__Your goal__
In the listing below, replace "Isolate each" with "Locate every" in the lines starting at the one containing "Isolate each blue water" and ending at the one containing "[75, 185, 350, 261]", then give those lines again with all else unchanged.

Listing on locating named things
-*-*-

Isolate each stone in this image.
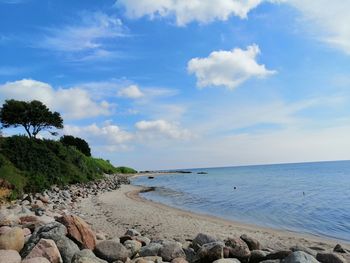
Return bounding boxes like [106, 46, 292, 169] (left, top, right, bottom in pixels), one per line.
[139, 243, 162, 257]
[0, 250, 22, 263]
[0, 227, 24, 252]
[124, 229, 141, 237]
[213, 258, 241, 263]
[192, 233, 218, 251]
[225, 238, 250, 260]
[160, 241, 186, 262]
[290, 245, 317, 257]
[333, 244, 346, 253]
[195, 242, 225, 263]
[124, 240, 142, 258]
[72, 249, 107, 263]
[58, 215, 96, 250]
[241, 234, 261, 250]
[94, 240, 129, 262]
[316, 252, 346, 263]
[283, 251, 319, 263]
[22, 257, 50, 263]
[26, 238, 62, 263]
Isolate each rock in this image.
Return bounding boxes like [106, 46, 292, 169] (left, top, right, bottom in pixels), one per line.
[22, 258, 50, 263]
[283, 251, 319, 263]
[171, 258, 188, 263]
[139, 243, 162, 257]
[0, 227, 24, 252]
[316, 253, 346, 263]
[0, 250, 22, 263]
[266, 250, 292, 260]
[124, 229, 141, 237]
[249, 250, 267, 263]
[192, 233, 218, 251]
[195, 242, 225, 263]
[290, 245, 317, 257]
[160, 241, 186, 262]
[95, 240, 129, 262]
[333, 244, 346, 253]
[58, 215, 96, 250]
[213, 258, 241, 263]
[241, 235, 261, 250]
[225, 238, 250, 261]
[72, 249, 107, 263]
[26, 238, 62, 263]
[124, 240, 142, 258]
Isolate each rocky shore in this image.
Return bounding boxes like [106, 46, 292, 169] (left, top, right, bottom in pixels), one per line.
[0, 175, 349, 263]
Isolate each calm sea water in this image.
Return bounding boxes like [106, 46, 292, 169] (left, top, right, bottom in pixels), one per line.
[132, 161, 350, 241]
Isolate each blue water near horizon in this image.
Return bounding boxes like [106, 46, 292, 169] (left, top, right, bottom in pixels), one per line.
[132, 161, 350, 242]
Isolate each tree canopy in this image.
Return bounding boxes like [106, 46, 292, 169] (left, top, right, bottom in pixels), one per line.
[0, 99, 63, 138]
[60, 135, 91, 156]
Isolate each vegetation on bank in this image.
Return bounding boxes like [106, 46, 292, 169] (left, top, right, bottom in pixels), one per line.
[0, 100, 136, 198]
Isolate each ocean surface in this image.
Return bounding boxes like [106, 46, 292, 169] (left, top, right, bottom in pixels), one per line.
[132, 161, 350, 242]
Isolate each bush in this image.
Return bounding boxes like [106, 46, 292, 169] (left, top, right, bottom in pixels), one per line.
[60, 135, 91, 156]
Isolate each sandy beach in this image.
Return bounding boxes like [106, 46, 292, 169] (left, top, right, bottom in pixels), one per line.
[75, 185, 350, 261]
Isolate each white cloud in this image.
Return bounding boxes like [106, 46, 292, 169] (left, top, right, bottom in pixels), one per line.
[116, 0, 276, 26]
[285, 0, 350, 54]
[187, 45, 276, 89]
[0, 79, 112, 119]
[135, 120, 193, 139]
[40, 12, 124, 61]
[64, 122, 134, 150]
[118, 85, 144, 99]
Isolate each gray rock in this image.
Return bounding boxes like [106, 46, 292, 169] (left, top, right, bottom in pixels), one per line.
[160, 241, 186, 262]
[290, 245, 317, 257]
[94, 240, 129, 262]
[316, 253, 346, 263]
[241, 234, 261, 250]
[192, 233, 218, 251]
[282, 251, 319, 263]
[139, 243, 162, 257]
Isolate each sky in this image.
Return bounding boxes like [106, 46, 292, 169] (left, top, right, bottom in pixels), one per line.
[0, 0, 350, 170]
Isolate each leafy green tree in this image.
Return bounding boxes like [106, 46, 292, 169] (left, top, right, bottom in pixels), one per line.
[60, 135, 91, 156]
[0, 100, 63, 138]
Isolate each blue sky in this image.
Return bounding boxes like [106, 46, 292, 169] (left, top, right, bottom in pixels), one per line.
[0, 0, 350, 169]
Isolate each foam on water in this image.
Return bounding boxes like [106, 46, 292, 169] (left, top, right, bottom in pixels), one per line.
[132, 161, 350, 241]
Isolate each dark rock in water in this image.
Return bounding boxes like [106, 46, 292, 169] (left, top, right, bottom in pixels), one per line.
[241, 234, 261, 250]
[195, 242, 225, 263]
[316, 253, 346, 263]
[333, 244, 346, 253]
[283, 251, 318, 263]
[95, 240, 129, 262]
[225, 238, 250, 261]
[160, 241, 186, 262]
[192, 233, 218, 251]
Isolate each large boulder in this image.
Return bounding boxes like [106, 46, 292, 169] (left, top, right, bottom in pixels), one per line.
[58, 215, 96, 250]
[283, 251, 319, 263]
[192, 233, 218, 251]
[0, 227, 24, 252]
[225, 238, 250, 261]
[0, 250, 22, 263]
[195, 242, 225, 263]
[160, 241, 186, 262]
[316, 253, 346, 263]
[139, 243, 162, 257]
[26, 238, 62, 263]
[94, 240, 129, 262]
[241, 234, 261, 250]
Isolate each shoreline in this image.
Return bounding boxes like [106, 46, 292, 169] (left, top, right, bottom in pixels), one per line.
[74, 185, 350, 261]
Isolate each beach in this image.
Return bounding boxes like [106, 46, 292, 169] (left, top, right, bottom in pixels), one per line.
[74, 185, 350, 261]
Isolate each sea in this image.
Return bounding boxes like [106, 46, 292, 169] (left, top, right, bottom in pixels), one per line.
[132, 161, 350, 242]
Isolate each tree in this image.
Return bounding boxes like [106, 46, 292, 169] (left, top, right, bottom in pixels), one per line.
[60, 135, 91, 156]
[0, 100, 63, 138]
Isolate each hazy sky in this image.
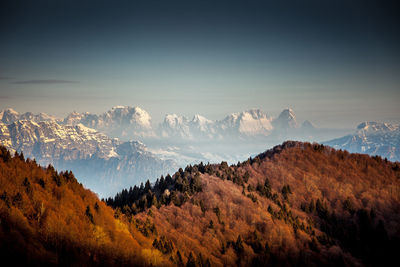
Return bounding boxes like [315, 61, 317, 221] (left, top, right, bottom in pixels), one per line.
[0, 0, 400, 127]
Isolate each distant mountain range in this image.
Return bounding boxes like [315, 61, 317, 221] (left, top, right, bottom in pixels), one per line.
[0, 117, 177, 196]
[62, 106, 346, 144]
[0, 106, 400, 199]
[324, 122, 400, 161]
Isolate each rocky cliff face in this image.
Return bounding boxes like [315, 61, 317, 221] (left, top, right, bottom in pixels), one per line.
[0, 120, 176, 196]
[325, 122, 400, 161]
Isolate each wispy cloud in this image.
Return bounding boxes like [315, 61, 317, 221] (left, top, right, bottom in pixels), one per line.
[13, 79, 79, 84]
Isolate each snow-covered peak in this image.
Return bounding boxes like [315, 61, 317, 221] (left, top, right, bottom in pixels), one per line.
[111, 106, 128, 110]
[0, 108, 19, 124]
[357, 121, 399, 134]
[192, 114, 213, 125]
[164, 114, 188, 128]
[301, 120, 315, 130]
[272, 108, 298, 130]
[130, 107, 151, 128]
[218, 109, 272, 136]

-*-*-

__Output below__
Locate every blue water near horizon in this image.
Return bounding boxes like [106, 46, 292, 169] (left, top, right, bottom in pixels), one per line.
[132, 161, 350, 242]
Locate every tree canopy in this image.
Return bounding boxes like [106, 46, 292, 169] (left, top, right, bottom in pixels), one per line.
[0, 99, 63, 138]
[60, 135, 91, 156]
Locate every vegetation on bank in this image.
Return bounding boxes like [106, 46, 292, 169] (left, top, right, bottom in pixels), one per line.
[0, 100, 136, 198]
Locate every ocean surface in this image.
Return bounding boxes like [106, 46, 292, 169] (left, top, right, bottom in pixels), one per line.
[132, 161, 350, 242]
Locate every bush in this image.
Return bounding boxes like [106, 46, 292, 169] (left, top, right, bottom in pixels), one per line.
[60, 135, 91, 156]
Locate every sandy beach in this image.
Return bounding boxes like [106, 46, 292, 169] (left, top, right, bottom in pixels), one per line.
[75, 185, 350, 261]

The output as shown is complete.